Copy out the items below, changing every "keypoint" to "marker" and keeping everything else the same. Leave the pictures out of your copy.

================

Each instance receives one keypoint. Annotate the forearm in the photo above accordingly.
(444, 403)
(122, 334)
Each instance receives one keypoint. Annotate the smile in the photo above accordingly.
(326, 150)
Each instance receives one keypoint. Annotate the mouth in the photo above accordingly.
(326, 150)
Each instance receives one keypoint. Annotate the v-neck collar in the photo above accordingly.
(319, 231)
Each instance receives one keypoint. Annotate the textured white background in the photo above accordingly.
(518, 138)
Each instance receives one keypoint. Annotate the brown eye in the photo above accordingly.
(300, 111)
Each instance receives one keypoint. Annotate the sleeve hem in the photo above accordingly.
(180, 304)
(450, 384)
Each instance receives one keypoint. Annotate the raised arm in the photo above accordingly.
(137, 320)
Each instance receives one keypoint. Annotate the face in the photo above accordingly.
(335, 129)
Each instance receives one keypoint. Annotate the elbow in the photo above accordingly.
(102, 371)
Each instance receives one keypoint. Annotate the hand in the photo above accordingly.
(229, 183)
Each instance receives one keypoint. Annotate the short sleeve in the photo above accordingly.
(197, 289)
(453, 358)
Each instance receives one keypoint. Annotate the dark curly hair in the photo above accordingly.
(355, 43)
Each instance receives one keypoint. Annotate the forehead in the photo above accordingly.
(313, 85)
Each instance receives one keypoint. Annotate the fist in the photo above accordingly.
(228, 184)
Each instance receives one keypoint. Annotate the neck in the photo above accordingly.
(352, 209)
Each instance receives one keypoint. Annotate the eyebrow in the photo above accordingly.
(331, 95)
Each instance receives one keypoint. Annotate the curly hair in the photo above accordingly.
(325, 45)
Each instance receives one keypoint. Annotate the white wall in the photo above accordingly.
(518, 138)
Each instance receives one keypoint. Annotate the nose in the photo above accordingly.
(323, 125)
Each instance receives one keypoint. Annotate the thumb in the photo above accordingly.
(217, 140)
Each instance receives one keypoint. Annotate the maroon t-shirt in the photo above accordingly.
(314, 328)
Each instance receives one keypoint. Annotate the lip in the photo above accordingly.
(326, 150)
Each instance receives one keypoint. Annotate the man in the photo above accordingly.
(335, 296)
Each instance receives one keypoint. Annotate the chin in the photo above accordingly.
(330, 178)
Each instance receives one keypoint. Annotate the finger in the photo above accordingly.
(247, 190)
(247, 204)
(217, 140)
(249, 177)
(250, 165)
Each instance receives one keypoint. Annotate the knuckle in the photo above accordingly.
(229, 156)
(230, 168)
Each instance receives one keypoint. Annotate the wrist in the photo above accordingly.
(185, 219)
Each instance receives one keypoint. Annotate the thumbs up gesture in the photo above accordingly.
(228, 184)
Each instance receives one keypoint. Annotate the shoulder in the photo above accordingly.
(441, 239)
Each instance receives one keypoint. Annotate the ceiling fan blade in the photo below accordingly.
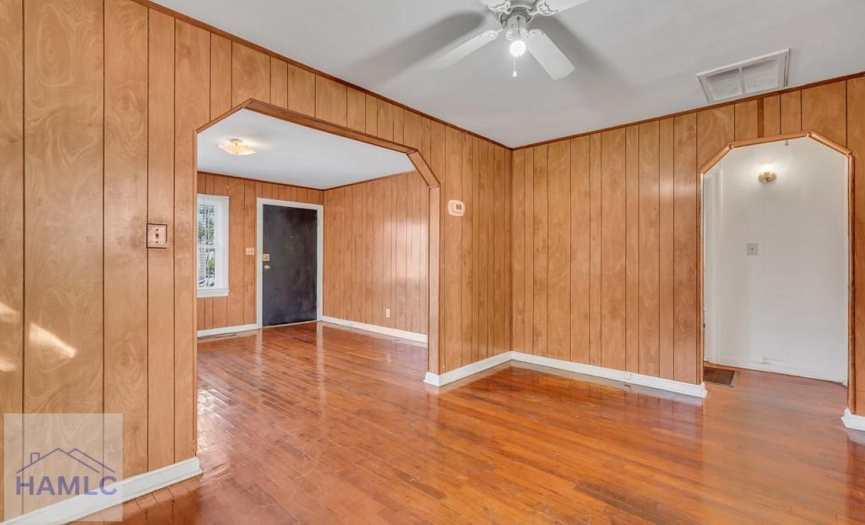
(463, 50)
(549, 55)
(496, 6)
(552, 7)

================

> Task output:
Each instance receives one marker. Annotate the forearm in the photo above accordingly.
(444, 403)
(122, 334)
Each instance receives one marker. Annotate the smile in the photo above accordingly.
(326, 150)
Each instance receives one marker. Annotate the mouth in the photo above accordingly.
(326, 150)
Each instance receives one marker. Annotate the v-neck collar in the photo above accordingly.
(319, 231)
Each instance receives one marker. Annotate the textured white background in the photo above accordingly.
(518, 138)
Each instance receives one marker. Annotate the brown eye in the photo above accordingly.
(300, 111)
Each instance receives one marker. Annotate the sleeve hem in the photo above accordingly.
(180, 304)
(450, 384)
Each instance receives one marker. Annotate the raised arm in the photo above accordingly.
(137, 320)
Each instance receives one marker. Annotate the face in the photo above accordingly.
(335, 129)
Each instance receives one marker. Annotate the elbow in the photo above accordingly.
(102, 371)
Each instance receives one marker. Annotate the hand in the photo above accordingly.
(229, 183)
Each instance receives one marker. Annotate the short sleeve in the photo above accordingly.
(197, 289)
(453, 358)
Each instance receives one marker. Annotate the dark curly hair in the photo above accordingly.
(355, 43)
Each instance receives one marker. Annotate the forehead in the photo above accordingly.
(313, 85)
Each instance receives one marker. Annotate the fist in the photo above accordingly.
(228, 184)
Each instance receives one marker. Annotate the neck in the photo above accordingly.
(352, 209)
Each instance receives one marker. Annotate the eyebrow in the photo above accordingly.
(331, 95)
Each instance receives one marker. Annotate the curly hair in the photo above accordingly.
(325, 45)
Each instance receives one marker. Annotate the white wall in the photo above accordingly.
(518, 138)
Each instance receives one marker. Annotate the nose in the photo above accordingly.
(323, 125)
Each instance receives one marker. Annotate the thumb in the photo above accordingly.
(217, 140)
Each instance receives one marker. Annotate the maroon t-shirt in the photo above accordingly.
(314, 328)
Each instance receives one marker. Annotate the lip in the photo above accordingly.
(326, 150)
Each instance receives one marker. Annotate the man in the photo above accordingly.
(335, 296)
Each instance receives one marker. Annotate the chin in the photo above accordingly.
(330, 178)
Each instance receives one marker. Annotate the finger in the photo above accordingly.
(247, 190)
(247, 204)
(217, 140)
(249, 177)
(250, 165)
Each instance receives one marker. Annotate the knuckle in the photo above accordingly.
(229, 156)
(230, 168)
Each instance receives one marker. Annotate the wrist in the photo above accordingly.
(185, 219)
Each instance receives one marker. Annotate the thumbs up gesture in the photo above accordingly.
(228, 184)
Each instance receives one marker. Annotate the shoulder in the photo above accordingly.
(441, 239)
Each instance receives one marker. Annotate the ceiling fan blade in the photo below accordingly.
(463, 50)
(549, 55)
(496, 6)
(552, 7)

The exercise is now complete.